** Written task **
From the start of the records through the line holding "345 80 L 196", inclusive, write the lines out again with "black metal fence" swapped for "iron railing" and nothing else changed. Leave the pictures out.

>> begin Raw records

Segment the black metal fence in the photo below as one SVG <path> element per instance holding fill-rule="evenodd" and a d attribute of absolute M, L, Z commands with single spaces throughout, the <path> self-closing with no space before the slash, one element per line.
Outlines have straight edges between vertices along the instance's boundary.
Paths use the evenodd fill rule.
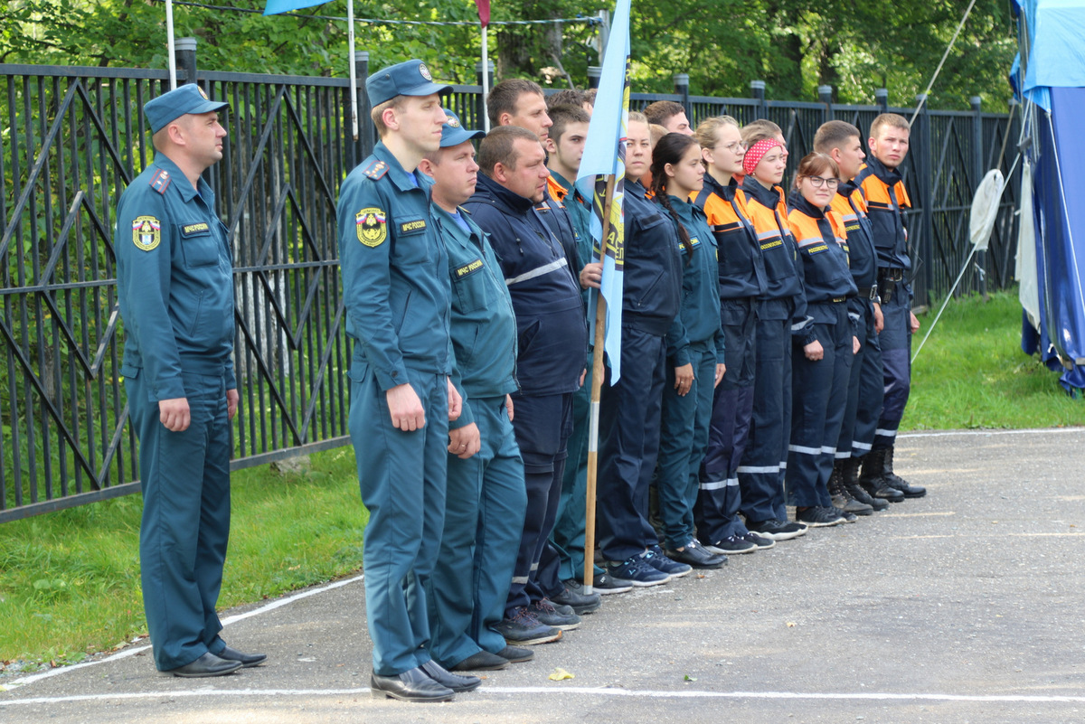
<path fill-rule="evenodd" d="M 345 80 L 196 74 L 194 53 L 182 60 L 182 77 L 230 103 L 224 159 L 207 179 L 234 250 L 233 467 L 345 444 L 349 349 L 335 201 L 373 142 L 365 93 L 354 140 Z M 359 78 L 366 72 L 359 61 Z M 0 522 L 139 489 L 119 378 L 114 210 L 153 156 L 142 106 L 166 82 L 161 70 L 0 65 Z M 482 126 L 480 94 L 457 86 L 448 99 L 469 127 Z M 770 118 L 792 163 L 824 120 L 866 132 L 885 109 L 685 93 L 634 102 L 660 98 L 687 103 L 694 122 L 719 113 Z M 1006 116 L 978 108 L 920 115 L 904 169 L 920 303 L 956 277 L 970 248 L 971 195 L 1011 130 Z M 965 288 L 1009 284 L 1016 205 L 1014 184 L 985 264 Z"/>

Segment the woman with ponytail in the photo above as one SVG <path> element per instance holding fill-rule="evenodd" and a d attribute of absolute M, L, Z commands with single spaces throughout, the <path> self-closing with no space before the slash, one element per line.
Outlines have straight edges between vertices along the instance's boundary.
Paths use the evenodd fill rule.
<path fill-rule="evenodd" d="M 666 209 L 680 242 L 681 308 L 666 338 L 666 384 L 656 489 L 667 557 L 694 568 L 727 559 L 694 539 L 701 460 L 709 443 L 712 397 L 724 376 L 716 240 L 704 212 L 690 203 L 703 185 L 701 146 L 691 135 L 667 133 L 652 152 L 652 195 Z"/>
<path fill-rule="evenodd" d="M 835 526 L 856 520 L 854 513 L 833 506 L 828 490 L 847 406 L 852 355 L 858 351 L 857 318 L 847 302 L 858 294 L 847 266 L 847 232 L 831 210 L 840 183 L 835 161 L 820 153 L 799 164 L 788 198 L 788 222 L 799 247 L 805 295 L 796 318 L 810 321 L 795 334 L 791 447 L 784 484 L 795 517 L 809 526 Z M 834 491 L 835 492 L 835 491 Z M 861 515 L 873 508 L 863 505 Z"/>
<path fill-rule="evenodd" d="M 648 521 L 648 487 L 660 449 L 667 332 L 681 303 L 680 242 L 674 223 L 639 183 L 652 145 L 648 121 L 630 113 L 626 132 L 622 375 L 608 369 L 599 403 L 599 551 L 607 572 L 636 586 L 665 583 L 692 568 L 667 558 Z M 599 287 L 590 263 L 580 284 Z"/>

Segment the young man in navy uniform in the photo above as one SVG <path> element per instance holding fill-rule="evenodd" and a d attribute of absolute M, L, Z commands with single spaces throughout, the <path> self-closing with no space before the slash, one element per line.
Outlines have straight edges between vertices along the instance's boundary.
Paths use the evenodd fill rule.
<path fill-rule="evenodd" d="M 350 439 L 366 527 L 374 697 L 446 701 L 481 683 L 426 650 L 426 596 L 445 517 L 448 422 L 460 414 L 448 331 L 448 255 L 416 168 L 446 116 L 421 61 L 366 81 L 381 137 L 340 189 L 339 244 L 350 361 Z M 465 445 L 464 445 L 465 450 Z"/>
<path fill-rule="evenodd" d="M 452 671 L 488 671 L 534 656 L 507 645 L 490 628 L 505 618 L 527 506 L 510 397 L 516 391 L 516 316 L 494 249 L 460 208 L 477 180 L 471 141 L 486 133 L 467 130 L 455 113 L 446 113 L 441 150 L 426 154 L 419 169 L 434 180 L 433 222 L 452 283 L 452 380 L 464 399 L 459 419 L 449 425 L 445 529 L 429 598 L 430 652 Z"/>
<path fill-rule="evenodd" d="M 143 106 L 154 161 L 117 206 L 114 251 L 128 405 L 140 440 L 143 609 L 159 671 L 218 676 L 254 667 L 218 636 L 230 532 L 233 272 L 215 194 L 201 174 L 226 130 L 195 85 Z"/>

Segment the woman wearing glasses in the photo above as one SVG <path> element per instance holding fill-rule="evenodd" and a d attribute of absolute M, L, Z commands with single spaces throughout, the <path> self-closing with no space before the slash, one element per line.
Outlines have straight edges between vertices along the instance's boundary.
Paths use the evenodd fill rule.
<path fill-rule="evenodd" d="M 847 266 L 847 232 L 830 209 L 839 176 L 832 158 L 809 154 L 799 164 L 788 198 L 788 223 L 799 246 L 806 294 L 795 310 L 795 319 L 805 323 L 794 332 L 802 353 L 794 362 L 784 487 L 796 519 L 814 527 L 856 519 L 833 506 L 827 487 L 847 403 L 852 355 L 859 346 L 857 320 L 847 311 L 848 299 L 858 294 Z"/>

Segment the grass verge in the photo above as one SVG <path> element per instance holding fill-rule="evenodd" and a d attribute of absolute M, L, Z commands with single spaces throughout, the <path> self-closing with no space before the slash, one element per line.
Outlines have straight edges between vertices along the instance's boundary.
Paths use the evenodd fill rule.
<path fill-rule="evenodd" d="M 349 447 L 314 455 L 303 473 L 234 473 L 231 504 L 220 608 L 361 566 L 368 516 Z M 129 495 L 0 526 L 0 661 L 9 671 L 73 663 L 146 634 L 141 510 L 142 497 Z"/>

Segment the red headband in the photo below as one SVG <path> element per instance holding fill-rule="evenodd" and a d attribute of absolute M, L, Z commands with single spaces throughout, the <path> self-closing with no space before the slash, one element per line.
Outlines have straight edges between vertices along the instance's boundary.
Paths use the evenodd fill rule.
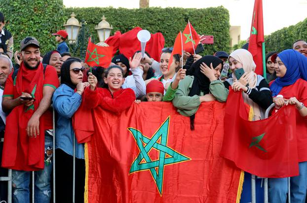
<path fill-rule="evenodd" d="M 164 87 L 163 83 L 158 80 L 150 81 L 146 86 L 146 94 L 151 92 L 158 92 L 163 95 L 164 93 Z"/>

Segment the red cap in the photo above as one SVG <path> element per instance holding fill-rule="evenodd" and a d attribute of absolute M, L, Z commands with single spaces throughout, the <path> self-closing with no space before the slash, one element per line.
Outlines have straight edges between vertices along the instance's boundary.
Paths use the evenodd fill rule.
<path fill-rule="evenodd" d="M 68 36 L 68 34 L 67 32 L 65 31 L 65 30 L 61 30 L 58 31 L 56 33 L 53 33 L 52 34 L 53 35 L 60 35 L 62 36 L 63 38 L 67 38 L 67 36 Z"/>
<path fill-rule="evenodd" d="M 164 87 L 162 82 L 158 80 L 153 80 L 146 85 L 146 94 L 151 92 L 158 92 L 162 95 L 164 93 Z"/>

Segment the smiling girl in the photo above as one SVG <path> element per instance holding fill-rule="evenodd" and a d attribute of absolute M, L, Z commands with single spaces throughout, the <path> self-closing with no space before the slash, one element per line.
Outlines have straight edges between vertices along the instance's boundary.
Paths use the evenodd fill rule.
<path fill-rule="evenodd" d="M 97 78 L 89 73 L 90 86 L 84 91 L 84 102 L 94 108 L 103 108 L 114 113 L 120 113 L 129 108 L 135 100 L 134 92 L 130 88 L 121 88 L 125 80 L 124 72 L 118 66 L 112 66 L 106 70 L 104 86 L 97 87 Z"/>

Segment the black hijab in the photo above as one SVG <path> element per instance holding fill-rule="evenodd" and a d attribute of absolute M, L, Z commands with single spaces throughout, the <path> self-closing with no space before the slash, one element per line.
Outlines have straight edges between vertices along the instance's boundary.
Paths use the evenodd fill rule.
<path fill-rule="evenodd" d="M 73 63 L 81 62 L 82 61 L 77 58 L 71 57 L 63 64 L 61 68 L 61 84 L 65 84 L 73 90 L 76 89 L 77 85 L 73 84 L 71 79 L 70 68 Z"/>
<path fill-rule="evenodd" d="M 44 56 L 43 58 L 42 58 L 42 63 L 43 64 L 48 64 L 48 65 L 49 65 L 49 62 L 50 60 L 50 58 L 51 57 L 51 55 L 52 54 L 52 53 L 53 52 L 58 52 L 60 55 L 61 55 L 61 54 L 60 54 L 60 52 L 59 52 L 57 50 L 50 51 L 49 52 L 47 52 L 46 53 L 46 54 L 45 54 L 45 55 Z"/>
<path fill-rule="evenodd" d="M 222 64 L 223 68 L 223 61 L 219 58 L 212 55 L 207 55 L 203 56 L 201 59 L 196 61 L 191 66 L 190 69 L 190 75 L 194 76 L 194 80 L 192 87 L 189 93 L 189 96 L 192 97 L 194 95 L 199 95 L 200 92 L 203 92 L 204 95 L 209 94 L 210 90 L 210 80 L 203 73 L 200 72 L 200 65 L 205 63 L 209 67 L 210 67 L 210 64 L 212 63 L 214 68 L 219 64 Z M 191 129 L 194 130 L 194 120 L 195 119 L 195 114 L 192 115 L 190 117 Z"/>

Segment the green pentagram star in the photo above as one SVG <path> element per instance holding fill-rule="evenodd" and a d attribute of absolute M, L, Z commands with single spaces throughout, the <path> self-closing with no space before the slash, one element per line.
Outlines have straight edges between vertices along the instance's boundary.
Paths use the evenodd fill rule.
<path fill-rule="evenodd" d="M 162 196 L 164 166 L 191 160 L 167 146 L 169 120 L 169 116 L 151 139 L 144 136 L 137 129 L 128 128 L 135 139 L 140 151 L 140 154 L 131 165 L 129 173 L 150 170 L 160 196 Z M 160 137 L 160 143 L 159 143 L 157 141 Z M 145 146 L 143 143 L 145 144 Z M 159 159 L 157 160 L 152 160 L 148 154 L 153 148 L 159 151 Z M 166 157 L 166 155 L 169 155 L 169 157 Z M 145 160 L 145 163 L 142 162 L 143 160 Z M 157 172 L 155 168 L 157 168 Z"/>
<path fill-rule="evenodd" d="M 262 148 L 262 147 L 261 147 L 261 146 L 259 144 L 259 142 L 260 142 L 260 141 L 261 141 L 264 136 L 265 136 L 265 135 L 266 135 L 266 133 L 261 134 L 259 136 L 253 137 L 252 138 L 252 143 L 251 143 L 251 144 L 249 145 L 248 148 L 251 148 L 253 146 L 255 146 L 260 150 L 263 151 L 265 152 L 268 152 L 268 151 Z"/>
<path fill-rule="evenodd" d="M 187 40 L 186 40 L 185 44 L 186 44 L 189 41 L 192 41 L 194 44 L 195 44 L 195 41 L 194 40 L 192 41 L 192 34 L 191 33 L 190 33 L 189 34 L 183 34 L 185 36 L 186 36 L 186 37 L 187 37 Z"/>
<path fill-rule="evenodd" d="M 87 60 L 87 61 L 88 62 L 91 62 L 91 61 L 94 61 L 95 63 L 96 63 L 97 65 L 99 65 L 99 58 L 102 58 L 105 56 L 105 55 L 103 55 L 102 54 L 98 54 L 97 53 L 97 50 L 96 48 L 94 49 L 92 52 L 91 52 L 90 51 L 89 51 L 88 49 L 87 49 L 86 51 L 87 51 L 87 52 L 89 54 L 89 57 L 88 57 L 88 59 Z M 93 58 L 92 56 L 93 55 L 95 55 L 96 57 Z"/>

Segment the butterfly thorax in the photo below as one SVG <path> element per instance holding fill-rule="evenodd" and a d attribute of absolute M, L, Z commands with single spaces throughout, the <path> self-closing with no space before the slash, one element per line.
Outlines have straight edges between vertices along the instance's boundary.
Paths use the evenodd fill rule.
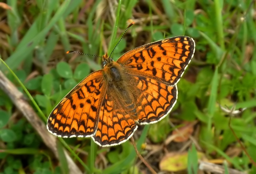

>> end Raw records

** Answer to this problem **
Segment the iron railing in the photo below as one SVG <path> element per instance holding fill-rule="evenodd" and a d attribute of absolute M, L, Z commands with single spaces throughout, the <path> self-closing with no space before the slash, one element per line.
Outlines have straight edges between vertices along the instance's boundary.
Paths use the evenodd fill rule.
<path fill-rule="evenodd" d="M 345 80 L 196 74 L 194 53 L 182 60 L 182 77 L 230 103 L 224 159 L 207 179 L 234 250 L 233 467 L 345 444 L 349 349 L 335 201 L 373 142 L 365 93 L 354 140 Z M 359 78 L 366 72 L 359 61 Z M 0 522 L 139 489 L 119 378 L 114 210 L 153 156 L 142 106 L 166 82 L 161 70 L 0 65 Z M 482 126 L 480 94 L 457 86 L 448 99 L 469 127 Z M 770 118 L 792 163 L 824 120 L 866 132 L 885 109 L 685 93 L 634 102 L 660 98 L 687 103 L 694 122 L 719 113 Z M 1006 116 L 978 108 L 920 115 L 904 169 L 920 303 L 956 277 L 970 248 L 971 195 L 1011 130 Z M 965 288 L 1009 284 L 1016 205 L 1014 184 L 985 264 Z"/>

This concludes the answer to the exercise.